#### [Exercise instructions]
Pick out and copy every line in the items below that contains the word "distant". Case matters.

#### [Exercise input]

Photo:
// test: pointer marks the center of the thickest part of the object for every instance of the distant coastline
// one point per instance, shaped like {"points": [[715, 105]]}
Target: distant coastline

==

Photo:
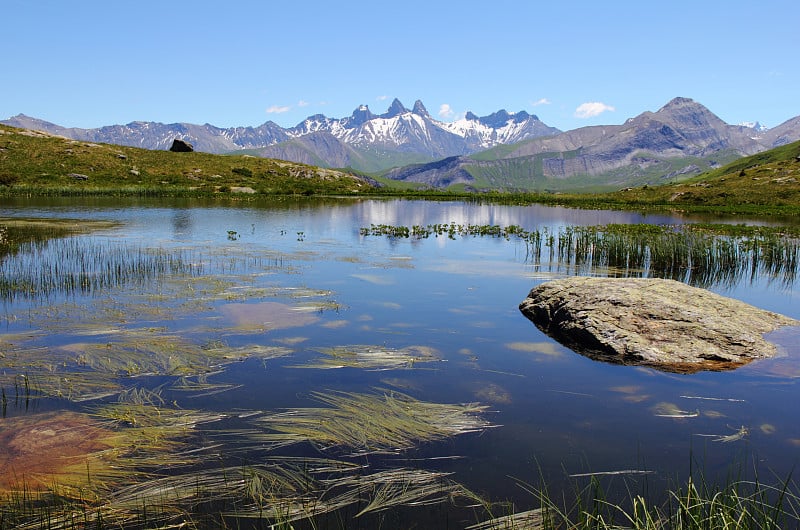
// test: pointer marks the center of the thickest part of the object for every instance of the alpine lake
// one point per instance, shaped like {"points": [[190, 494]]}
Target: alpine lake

#### [The output]
// test: pointer marks the center of the thickest part of the object for every instance of the distant coastline
Target: distant coastline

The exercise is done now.